_Saved data entries_
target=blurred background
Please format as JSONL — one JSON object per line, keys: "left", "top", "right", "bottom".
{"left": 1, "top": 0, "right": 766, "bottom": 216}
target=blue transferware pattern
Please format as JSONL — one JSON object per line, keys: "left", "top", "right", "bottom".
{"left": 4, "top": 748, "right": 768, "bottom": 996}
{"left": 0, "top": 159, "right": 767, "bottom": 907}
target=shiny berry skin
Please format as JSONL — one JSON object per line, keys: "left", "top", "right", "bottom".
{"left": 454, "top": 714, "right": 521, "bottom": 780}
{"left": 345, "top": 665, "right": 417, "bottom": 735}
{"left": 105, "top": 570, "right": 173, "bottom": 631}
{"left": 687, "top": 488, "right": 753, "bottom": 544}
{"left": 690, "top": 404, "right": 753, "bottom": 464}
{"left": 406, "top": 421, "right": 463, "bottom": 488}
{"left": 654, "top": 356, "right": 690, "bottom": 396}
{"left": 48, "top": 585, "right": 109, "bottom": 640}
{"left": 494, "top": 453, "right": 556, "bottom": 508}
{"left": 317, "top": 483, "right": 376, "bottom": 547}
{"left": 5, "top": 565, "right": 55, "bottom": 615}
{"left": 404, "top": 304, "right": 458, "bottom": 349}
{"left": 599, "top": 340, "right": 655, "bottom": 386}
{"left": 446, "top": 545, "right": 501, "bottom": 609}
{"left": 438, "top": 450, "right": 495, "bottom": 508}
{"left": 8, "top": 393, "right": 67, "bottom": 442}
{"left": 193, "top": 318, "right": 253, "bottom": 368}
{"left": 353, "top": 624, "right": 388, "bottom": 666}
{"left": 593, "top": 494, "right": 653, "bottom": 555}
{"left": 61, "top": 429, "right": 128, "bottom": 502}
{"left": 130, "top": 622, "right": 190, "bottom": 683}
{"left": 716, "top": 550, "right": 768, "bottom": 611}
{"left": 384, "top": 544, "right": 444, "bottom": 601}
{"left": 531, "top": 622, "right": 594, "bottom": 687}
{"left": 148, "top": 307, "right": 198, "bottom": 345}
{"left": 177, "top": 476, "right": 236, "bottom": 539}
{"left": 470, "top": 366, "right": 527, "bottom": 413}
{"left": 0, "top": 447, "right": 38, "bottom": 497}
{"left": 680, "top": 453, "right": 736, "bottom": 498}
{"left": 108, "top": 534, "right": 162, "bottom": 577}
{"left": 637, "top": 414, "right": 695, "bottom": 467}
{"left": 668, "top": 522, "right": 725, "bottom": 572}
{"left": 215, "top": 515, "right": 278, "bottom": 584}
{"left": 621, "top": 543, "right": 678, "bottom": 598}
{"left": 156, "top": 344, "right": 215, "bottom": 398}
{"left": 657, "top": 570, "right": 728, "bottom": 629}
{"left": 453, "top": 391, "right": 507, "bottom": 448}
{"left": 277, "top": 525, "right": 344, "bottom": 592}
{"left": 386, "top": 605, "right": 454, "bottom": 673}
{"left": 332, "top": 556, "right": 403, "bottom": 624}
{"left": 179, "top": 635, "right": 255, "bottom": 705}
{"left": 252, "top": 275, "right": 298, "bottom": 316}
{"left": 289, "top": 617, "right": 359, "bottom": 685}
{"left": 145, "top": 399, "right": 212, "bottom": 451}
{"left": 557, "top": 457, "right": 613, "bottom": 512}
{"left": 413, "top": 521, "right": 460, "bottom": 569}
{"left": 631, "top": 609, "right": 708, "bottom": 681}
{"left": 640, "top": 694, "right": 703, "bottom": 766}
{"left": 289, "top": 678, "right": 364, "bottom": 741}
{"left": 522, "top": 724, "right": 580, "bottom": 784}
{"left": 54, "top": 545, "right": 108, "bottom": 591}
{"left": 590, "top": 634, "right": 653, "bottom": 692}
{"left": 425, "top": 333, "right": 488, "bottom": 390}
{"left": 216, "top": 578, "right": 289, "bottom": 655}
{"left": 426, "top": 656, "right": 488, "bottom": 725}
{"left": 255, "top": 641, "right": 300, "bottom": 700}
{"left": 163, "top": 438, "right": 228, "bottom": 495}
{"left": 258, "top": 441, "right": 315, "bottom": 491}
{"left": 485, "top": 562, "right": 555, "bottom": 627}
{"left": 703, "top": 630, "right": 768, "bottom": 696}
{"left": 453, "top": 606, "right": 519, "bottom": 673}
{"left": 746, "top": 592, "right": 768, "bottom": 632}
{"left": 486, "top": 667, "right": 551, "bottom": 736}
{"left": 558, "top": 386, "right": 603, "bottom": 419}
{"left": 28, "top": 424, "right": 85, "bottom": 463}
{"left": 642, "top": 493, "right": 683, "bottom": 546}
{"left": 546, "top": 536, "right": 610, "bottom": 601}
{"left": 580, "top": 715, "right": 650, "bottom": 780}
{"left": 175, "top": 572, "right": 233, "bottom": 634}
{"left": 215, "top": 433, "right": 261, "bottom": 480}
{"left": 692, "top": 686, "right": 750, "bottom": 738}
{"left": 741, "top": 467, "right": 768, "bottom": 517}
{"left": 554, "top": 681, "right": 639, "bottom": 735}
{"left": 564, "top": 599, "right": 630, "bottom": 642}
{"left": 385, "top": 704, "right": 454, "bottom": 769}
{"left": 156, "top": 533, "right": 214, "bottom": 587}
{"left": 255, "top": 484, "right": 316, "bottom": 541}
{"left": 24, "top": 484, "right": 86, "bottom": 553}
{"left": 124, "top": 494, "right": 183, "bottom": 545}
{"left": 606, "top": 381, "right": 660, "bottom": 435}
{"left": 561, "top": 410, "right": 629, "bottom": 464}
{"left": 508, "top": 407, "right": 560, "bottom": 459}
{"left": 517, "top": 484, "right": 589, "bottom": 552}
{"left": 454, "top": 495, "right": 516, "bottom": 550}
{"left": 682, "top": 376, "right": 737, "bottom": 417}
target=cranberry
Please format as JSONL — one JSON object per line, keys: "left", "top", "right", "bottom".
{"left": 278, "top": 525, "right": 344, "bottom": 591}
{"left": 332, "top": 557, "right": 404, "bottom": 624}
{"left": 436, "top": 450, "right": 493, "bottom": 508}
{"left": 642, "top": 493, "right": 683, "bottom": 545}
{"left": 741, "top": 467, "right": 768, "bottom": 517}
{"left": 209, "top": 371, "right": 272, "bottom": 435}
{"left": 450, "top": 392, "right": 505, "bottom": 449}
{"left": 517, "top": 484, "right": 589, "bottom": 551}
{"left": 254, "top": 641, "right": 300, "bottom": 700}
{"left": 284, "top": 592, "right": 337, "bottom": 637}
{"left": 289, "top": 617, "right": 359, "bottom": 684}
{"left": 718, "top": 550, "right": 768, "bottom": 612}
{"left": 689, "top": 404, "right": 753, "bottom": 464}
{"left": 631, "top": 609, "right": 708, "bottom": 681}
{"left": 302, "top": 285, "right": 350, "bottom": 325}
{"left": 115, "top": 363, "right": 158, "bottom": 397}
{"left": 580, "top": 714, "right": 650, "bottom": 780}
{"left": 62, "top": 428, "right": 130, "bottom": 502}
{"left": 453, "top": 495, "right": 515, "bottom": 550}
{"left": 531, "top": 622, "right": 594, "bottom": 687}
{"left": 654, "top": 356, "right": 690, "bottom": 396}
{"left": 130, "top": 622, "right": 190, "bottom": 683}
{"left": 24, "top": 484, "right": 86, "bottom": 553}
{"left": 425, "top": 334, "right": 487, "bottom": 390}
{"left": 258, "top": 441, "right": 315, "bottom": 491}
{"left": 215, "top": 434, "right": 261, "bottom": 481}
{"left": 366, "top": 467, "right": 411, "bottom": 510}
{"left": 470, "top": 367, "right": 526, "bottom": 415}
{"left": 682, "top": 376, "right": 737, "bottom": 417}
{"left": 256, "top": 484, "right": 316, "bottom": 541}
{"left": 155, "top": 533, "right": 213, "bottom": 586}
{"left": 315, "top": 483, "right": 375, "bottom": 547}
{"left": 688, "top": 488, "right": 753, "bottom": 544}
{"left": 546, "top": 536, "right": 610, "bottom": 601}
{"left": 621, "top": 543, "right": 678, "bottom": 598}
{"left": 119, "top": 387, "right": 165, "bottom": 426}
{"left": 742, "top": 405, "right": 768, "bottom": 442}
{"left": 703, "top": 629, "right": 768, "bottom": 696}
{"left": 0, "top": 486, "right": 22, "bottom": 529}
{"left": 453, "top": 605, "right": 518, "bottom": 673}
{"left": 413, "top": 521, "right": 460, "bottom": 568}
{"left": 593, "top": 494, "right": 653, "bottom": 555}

_Task to carry out_
A complete answer gives every line of the data that includes "target".

_Solution_
target=blurred background
target=blue transferware pattern
target=shiny berry skin
target=cranberry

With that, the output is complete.